What is needed: Filter out all lines without the word "blue" from the data below, please, and copy the rest.

━━━━━ Entries supplied ━━━━━

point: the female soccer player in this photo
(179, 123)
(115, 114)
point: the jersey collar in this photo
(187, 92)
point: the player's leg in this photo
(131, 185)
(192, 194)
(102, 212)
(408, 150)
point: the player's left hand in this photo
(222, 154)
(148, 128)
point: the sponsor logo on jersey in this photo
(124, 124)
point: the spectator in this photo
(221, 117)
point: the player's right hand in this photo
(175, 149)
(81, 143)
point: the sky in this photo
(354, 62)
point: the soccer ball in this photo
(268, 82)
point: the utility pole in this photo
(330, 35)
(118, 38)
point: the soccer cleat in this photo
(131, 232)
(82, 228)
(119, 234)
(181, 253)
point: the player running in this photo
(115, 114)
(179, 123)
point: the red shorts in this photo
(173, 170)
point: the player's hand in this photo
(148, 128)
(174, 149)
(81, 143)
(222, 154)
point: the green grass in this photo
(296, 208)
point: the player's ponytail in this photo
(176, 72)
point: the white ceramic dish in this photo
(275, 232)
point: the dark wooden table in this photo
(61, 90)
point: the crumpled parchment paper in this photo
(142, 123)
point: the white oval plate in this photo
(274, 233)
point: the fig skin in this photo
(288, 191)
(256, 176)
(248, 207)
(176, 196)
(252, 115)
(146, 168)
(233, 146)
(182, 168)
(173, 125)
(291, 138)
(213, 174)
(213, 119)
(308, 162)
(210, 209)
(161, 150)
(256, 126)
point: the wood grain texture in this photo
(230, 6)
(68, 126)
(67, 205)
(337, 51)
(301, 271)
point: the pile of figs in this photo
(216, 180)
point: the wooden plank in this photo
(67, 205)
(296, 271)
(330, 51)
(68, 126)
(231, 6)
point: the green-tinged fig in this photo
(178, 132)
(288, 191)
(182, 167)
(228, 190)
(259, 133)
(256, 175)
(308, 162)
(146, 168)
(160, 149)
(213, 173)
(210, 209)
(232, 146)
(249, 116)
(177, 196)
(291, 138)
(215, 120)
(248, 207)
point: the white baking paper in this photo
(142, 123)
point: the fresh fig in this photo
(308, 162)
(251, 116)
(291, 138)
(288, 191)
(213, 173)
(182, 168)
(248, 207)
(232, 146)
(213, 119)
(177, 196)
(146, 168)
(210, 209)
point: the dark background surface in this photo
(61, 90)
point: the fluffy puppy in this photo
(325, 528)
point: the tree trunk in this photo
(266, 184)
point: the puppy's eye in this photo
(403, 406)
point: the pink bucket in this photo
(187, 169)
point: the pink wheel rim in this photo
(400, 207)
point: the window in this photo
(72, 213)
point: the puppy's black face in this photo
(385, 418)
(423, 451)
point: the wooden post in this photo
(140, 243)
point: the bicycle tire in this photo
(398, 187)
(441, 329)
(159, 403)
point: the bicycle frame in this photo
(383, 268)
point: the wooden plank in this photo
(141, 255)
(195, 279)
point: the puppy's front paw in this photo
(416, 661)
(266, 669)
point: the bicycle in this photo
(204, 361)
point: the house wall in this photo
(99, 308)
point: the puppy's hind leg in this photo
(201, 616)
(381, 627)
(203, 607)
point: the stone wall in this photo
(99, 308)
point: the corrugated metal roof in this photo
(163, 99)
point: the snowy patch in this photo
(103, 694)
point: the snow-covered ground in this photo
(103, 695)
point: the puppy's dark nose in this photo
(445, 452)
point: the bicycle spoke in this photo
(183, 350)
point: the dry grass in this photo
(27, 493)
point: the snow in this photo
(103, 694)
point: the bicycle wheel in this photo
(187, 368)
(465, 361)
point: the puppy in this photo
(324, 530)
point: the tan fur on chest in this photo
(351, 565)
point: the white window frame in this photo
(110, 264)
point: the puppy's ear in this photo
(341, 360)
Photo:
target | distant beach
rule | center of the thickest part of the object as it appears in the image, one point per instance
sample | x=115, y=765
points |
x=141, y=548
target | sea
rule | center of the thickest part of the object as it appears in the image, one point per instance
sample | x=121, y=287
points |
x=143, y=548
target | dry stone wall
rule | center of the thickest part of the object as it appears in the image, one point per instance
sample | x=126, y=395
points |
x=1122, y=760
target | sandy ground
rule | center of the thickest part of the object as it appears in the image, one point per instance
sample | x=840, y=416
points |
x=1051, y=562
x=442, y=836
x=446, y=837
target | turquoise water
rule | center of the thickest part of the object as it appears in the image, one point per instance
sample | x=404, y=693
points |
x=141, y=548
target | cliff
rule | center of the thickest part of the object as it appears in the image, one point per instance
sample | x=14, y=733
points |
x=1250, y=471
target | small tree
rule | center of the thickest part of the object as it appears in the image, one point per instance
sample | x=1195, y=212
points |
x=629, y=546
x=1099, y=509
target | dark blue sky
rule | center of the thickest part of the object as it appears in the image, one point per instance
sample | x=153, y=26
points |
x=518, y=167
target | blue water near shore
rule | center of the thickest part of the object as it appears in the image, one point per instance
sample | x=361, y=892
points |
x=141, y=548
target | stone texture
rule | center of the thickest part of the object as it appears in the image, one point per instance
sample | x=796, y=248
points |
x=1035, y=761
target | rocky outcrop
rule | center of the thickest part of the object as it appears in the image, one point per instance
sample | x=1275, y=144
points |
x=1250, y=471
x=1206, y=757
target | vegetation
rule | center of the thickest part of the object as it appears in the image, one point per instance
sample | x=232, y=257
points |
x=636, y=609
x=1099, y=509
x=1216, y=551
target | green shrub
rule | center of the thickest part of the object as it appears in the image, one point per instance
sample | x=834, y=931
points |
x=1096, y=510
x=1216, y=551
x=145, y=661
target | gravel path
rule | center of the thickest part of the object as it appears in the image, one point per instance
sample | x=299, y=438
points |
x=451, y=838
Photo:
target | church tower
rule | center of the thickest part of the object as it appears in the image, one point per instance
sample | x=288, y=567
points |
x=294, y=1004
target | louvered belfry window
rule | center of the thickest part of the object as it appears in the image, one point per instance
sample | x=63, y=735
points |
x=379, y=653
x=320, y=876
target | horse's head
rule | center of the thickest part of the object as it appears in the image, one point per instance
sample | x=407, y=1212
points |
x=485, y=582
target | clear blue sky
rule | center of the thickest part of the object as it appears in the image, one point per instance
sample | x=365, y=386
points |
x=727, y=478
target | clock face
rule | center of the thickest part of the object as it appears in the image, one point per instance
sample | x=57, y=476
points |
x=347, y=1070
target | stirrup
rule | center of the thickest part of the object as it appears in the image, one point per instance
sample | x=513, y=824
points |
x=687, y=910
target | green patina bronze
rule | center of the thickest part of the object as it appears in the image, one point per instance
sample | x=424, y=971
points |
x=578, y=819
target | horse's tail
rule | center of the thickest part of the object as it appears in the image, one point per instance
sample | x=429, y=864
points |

━━━━━

Response below:
target | dark blue sky
target | blue water near shore
target | clear blue sky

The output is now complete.